Given problem
Copy out all the records below, swapping each "one marker per instance" for "a single marker for each instance" and leaving everything else unchanged.

___ Data for this exercise

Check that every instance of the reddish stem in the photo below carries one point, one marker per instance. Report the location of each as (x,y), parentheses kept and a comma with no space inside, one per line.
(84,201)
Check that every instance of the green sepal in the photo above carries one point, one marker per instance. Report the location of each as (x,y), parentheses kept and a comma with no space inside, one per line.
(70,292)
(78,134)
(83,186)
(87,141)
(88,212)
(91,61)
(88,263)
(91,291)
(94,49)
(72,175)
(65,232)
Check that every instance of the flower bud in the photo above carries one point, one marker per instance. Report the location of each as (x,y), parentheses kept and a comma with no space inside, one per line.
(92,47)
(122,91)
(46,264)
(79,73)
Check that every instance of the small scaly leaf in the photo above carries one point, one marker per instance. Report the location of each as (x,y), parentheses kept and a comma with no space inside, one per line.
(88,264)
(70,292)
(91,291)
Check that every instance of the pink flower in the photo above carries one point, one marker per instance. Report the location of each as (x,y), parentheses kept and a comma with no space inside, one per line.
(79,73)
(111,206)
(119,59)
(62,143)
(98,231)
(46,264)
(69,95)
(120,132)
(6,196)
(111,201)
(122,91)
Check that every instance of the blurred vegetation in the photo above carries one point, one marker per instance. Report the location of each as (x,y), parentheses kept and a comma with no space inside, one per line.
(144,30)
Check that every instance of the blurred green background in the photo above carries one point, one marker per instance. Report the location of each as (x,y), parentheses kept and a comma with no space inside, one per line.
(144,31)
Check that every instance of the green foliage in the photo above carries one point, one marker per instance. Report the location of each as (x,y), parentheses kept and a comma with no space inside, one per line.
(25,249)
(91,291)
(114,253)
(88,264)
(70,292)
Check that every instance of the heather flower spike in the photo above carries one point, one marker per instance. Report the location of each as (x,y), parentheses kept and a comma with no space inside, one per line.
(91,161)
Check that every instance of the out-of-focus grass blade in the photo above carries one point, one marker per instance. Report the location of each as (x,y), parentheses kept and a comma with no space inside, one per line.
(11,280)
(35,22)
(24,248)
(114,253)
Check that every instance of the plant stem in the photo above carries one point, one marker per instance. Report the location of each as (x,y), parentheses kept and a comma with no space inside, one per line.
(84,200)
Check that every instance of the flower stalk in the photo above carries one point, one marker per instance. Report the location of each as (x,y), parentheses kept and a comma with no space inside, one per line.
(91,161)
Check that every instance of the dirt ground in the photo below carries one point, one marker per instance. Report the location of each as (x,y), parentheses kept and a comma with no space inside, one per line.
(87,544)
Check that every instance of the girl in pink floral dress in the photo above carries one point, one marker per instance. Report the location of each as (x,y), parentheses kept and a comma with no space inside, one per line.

______

Answer in full
Check that every instance of the reddish stem in the photo below carries one point, a single marker for each instance. Report the location of each as (x,y), parentheses kept and a comma with no space inside, one per line.
(84,201)
Check that every instance of the green sepal in the photo above carries one point, a single marker for each instance. Report the location of each as (x,y), parentheses kept and a comma with no space inside, one per line.
(70,292)
(78,134)
(83,186)
(87,141)
(88,212)
(91,61)
(88,263)
(91,291)
(94,49)
(72,175)
(65,232)
Check that every instance of the flower bud in the photo above carries one point, a single marker for each instance. Report the location of each as (x,y), parentheses kept and a comma with no space inside, one per line.
(92,47)
(122,91)
(46,264)
(79,73)
Check that every instance of the small scaly leaf in the photo above carries one point, a single marker for each instance. Report the location of each as (x,y), parentheses kept and a comma with no space inside, one per line.
(88,264)
(70,292)
(91,291)
Check that every instance of the pink flower in the photo above carries one point, a single marker for each instance. Report the location of each as (x,y), parentheses kept and a comma with no space inside, one per line.
(79,73)
(111,206)
(119,59)
(62,143)
(98,231)
(46,264)
(69,95)
(120,132)
(6,196)
(111,201)
(122,91)
Check that every instance of the blurred vegetation in the photo above carries one point, a single marker for each instance. Report the location of each as (x,y), parentheses kept and a comma with no space inside, one per line.
(144,30)
Check that every instance of the blurred green background in the photo above carries one point, a single marker for each instance. Report the location of each as (x,y), parentheses kept and a comma with no space inside, one per line.
(144,31)
Check that every instance of the green foliage in the photo above carries one point, a single marker for each instance. Report the location of each as (x,y), parentheses kept and a comma with no space inside, one per line.
(25,249)
(91,291)
(114,253)
(88,264)
(70,292)
Check that every instance of the heather flower spike in the photo above carries one point, a single marker for each instance. Report the location of each as (x,y), parentheses kept and a comma with no space inside, one per line.
(91,161)
Check that every instance of the out-of-focus grass blade in the photo above carries one point, a single marker for each instance. Report the location of each as (x,y), parentheses kept and a comma with no space inside, one per line.
(11,280)
(35,22)
(24,248)
(114,253)
Check that every instance of the plant stem in the photo above carries one point, a single marker for each instance. Report the location of each as (x,y), parentheses kept and a comma with no space inside, one per line.
(84,200)
Check that every instance of the flower stalk in the photo above carries one point, a single marker for each instance. Report the location of each as (x,y), parentheses kept and a comma with no space inside, one per line.
(91,161)
Check that every instance of the dirt ground in the photo below carries one point, a single marker for each instance. Report the location of each as (x,y), parentheses kept and a comma with no space inside, one per line.
(87,544)
Check that every instance of the girl in pink floral dress in the photo above carries one point, a single marker for each instance. Report the location of each as (x,y), parentheses kept and a comma with no space inside, one per line.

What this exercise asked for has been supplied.